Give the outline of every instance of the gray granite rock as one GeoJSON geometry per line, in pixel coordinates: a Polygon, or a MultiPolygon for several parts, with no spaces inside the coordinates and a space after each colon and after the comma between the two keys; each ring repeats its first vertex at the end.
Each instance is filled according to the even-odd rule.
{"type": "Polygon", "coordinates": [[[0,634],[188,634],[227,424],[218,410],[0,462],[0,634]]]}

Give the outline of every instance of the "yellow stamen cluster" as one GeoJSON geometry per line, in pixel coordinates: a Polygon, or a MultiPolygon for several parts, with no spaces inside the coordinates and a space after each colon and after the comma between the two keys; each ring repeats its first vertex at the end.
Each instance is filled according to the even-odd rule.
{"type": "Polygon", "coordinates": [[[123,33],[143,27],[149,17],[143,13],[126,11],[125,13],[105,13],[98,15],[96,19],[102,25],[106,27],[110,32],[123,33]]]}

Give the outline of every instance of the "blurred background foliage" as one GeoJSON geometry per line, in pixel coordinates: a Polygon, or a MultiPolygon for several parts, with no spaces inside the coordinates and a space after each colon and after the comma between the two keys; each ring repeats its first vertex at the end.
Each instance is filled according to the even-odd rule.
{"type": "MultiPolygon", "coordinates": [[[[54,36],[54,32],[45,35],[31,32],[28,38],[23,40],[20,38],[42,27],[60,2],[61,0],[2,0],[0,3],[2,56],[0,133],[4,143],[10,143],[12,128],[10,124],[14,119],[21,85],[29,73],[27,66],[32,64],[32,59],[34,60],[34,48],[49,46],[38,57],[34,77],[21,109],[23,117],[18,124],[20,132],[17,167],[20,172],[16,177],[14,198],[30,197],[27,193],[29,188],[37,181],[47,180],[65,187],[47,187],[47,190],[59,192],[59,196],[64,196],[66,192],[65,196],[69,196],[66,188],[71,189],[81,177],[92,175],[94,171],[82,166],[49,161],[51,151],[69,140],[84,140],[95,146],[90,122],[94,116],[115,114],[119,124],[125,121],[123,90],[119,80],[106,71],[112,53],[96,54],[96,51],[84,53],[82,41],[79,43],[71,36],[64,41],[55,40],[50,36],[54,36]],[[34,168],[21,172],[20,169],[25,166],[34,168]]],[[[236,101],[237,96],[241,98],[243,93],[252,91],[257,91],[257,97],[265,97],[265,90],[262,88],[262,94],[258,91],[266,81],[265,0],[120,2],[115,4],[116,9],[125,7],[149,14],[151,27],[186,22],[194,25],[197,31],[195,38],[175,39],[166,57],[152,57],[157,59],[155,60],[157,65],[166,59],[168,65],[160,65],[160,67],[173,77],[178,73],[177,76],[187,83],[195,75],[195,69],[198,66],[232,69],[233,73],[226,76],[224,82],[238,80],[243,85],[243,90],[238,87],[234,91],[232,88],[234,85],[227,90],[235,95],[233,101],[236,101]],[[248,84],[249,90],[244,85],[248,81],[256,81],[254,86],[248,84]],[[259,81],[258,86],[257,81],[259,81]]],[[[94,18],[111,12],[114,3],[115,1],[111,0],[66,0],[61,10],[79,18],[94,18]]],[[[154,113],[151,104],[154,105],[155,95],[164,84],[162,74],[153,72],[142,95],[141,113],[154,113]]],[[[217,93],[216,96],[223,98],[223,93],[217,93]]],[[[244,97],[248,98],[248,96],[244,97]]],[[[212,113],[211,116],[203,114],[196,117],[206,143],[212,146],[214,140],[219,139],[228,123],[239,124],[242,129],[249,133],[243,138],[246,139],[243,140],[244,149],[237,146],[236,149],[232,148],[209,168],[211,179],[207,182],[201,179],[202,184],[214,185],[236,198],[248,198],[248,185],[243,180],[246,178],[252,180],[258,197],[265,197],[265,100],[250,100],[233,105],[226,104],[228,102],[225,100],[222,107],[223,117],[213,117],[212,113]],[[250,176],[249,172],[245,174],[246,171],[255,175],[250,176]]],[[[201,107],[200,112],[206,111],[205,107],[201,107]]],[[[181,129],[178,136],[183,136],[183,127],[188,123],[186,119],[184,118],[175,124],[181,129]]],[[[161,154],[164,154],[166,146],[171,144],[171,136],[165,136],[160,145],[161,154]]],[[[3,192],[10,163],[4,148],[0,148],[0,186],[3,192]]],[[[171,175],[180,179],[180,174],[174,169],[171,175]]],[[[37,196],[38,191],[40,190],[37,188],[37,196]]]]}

-- Requirements --
Write out the listing once more, matching it exactly.

-- The result --
Give the outline of every instance of the gray granite rock as one GeoJSON geometry per line, in pixel coordinates: a Polygon, or a MultiPolygon for several parts, with no spaces inside the coordinates and a space after each colon and after the comma between the two keys; each ring repeats its first vertex at the end.
Each instance is filled according to the even-odd rule.
{"type": "Polygon", "coordinates": [[[0,634],[188,634],[227,424],[218,410],[0,462],[0,634]]]}

Give the outline of every instance of the "yellow stamen cluster" as one GeoJSON geometry per line, in pixel coordinates: a Polygon, or a MultiPolygon for several parts, with no spaces inside the coordinates and a space after each colon and after the comma between the two keys; each ring repeats its first vertex at the end.
Each instance is filled according to the even-odd rule.
{"type": "Polygon", "coordinates": [[[123,33],[143,27],[149,17],[143,13],[126,11],[125,13],[105,13],[98,15],[96,19],[102,25],[106,27],[110,32],[123,33]]]}

Give the outline of every instance of the "blurred background foliage" as one GeoJSON geometry per line, in pixel coordinates: a Polygon, or a MultiPolygon for several parts, with no spaces inside the coordinates and a space after each colon and after the comma between the two keys; each ring repeats its first vertex at the end.
Each instance is filled according to the even-odd rule.
{"type": "MultiPolygon", "coordinates": [[[[54,36],[54,32],[45,35],[31,32],[28,38],[23,40],[20,38],[42,27],[60,2],[61,0],[2,0],[0,3],[2,56],[0,133],[4,143],[10,143],[12,128],[10,124],[14,119],[21,85],[29,73],[27,66],[32,64],[32,59],[34,60],[34,48],[49,46],[38,57],[34,77],[21,109],[23,117],[18,124],[20,132],[17,167],[20,172],[16,177],[14,198],[30,197],[27,193],[29,188],[37,181],[47,180],[65,187],[47,187],[47,190],[59,192],[59,196],[64,196],[66,192],[65,196],[69,196],[66,188],[71,189],[81,177],[92,175],[94,171],[82,166],[49,161],[51,151],[69,140],[84,140],[95,146],[90,122],[94,116],[115,114],[119,124],[125,121],[123,90],[119,80],[106,71],[112,53],[96,54],[96,51],[84,53],[82,41],[79,43],[71,36],[64,41],[55,40],[50,36],[54,36]],[[34,168],[21,172],[20,169],[25,166],[34,168]]],[[[236,101],[237,96],[241,98],[243,93],[252,91],[257,91],[257,97],[265,97],[265,90],[262,88],[262,94],[258,91],[266,81],[265,0],[120,2],[115,4],[116,9],[125,7],[149,14],[151,27],[186,22],[194,25],[197,31],[195,38],[175,39],[166,57],[152,57],[157,59],[155,60],[157,65],[166,59],[168,65],[160,65],[160,67],[173,77],[178,73],[177,76],[187,83],[195,75],[195,69],[198,66],[232,69],[233,73],[226,76],[224,82],[238,80],[243,85],[243,90],[238,87],[234,91],[232,88],[234,85],[227,90],[235,95],[233,101],[236,101]],[[248,84],[249,90],[244,85],[248,81],[256,81],[254,86],[248,84]],[[259,81],[258,86],[257,81],[259,81]]],[[[94,18],[111,12],[114,3],[115,1],[111,0],[66,0],[61,10],[79,18],[94,18]]],[[[154,113],[151,104],[154,105],[155,95],[164,84],[162,74],[153,72],[142,95],[141,113],[154,113]]],[[[217,93],[216,96],[223,98],[223,93],[217,93]]],[[[244,97],[248,98],[248,96],[244,97]]],[[[212,113],[211,116],[203,114],[196,117],[206,143],[212,146],[214,140],[219,139],[228,123],[239,124],[242,129],[249,133],[243,138],[246,139],[243,140],[244,149],[237,146],[236,149],[232,148],[209,168],[211,179],[207,182],[201,179],[202,184],[214,185],[236,198],[248,198],[248,185],[243,180],[246,178],[252,180],[258,197],[265,197],[265,100],[250,100],[233,105],[226,104],[228,102],[225,100],[222,107],[223,117],[213,117],[212,113]],[[250,176],[249,172],[245,174],[246,171],[255,175],[250,176]]],[[[201,107],[200,112],[206,111],[205,107],[201,107]]],[[[181,129],[178,136],[183,136],[183,127],[188,123],[186,119],[184,118],[175,124],[181,129]]],[[[161,154],[164,154],[166,146],[171,144],[171,136],[165,136],[160,145],[161,154]]],[[[3,192],[10,163],[4,148],[0,148],[0,186],[3,192]]],[[[171,175],[180,179],[180,174],[174,169],[171,175]]],[[[37,196],[38,191],[40,190],[37,188],[37,196]]]]}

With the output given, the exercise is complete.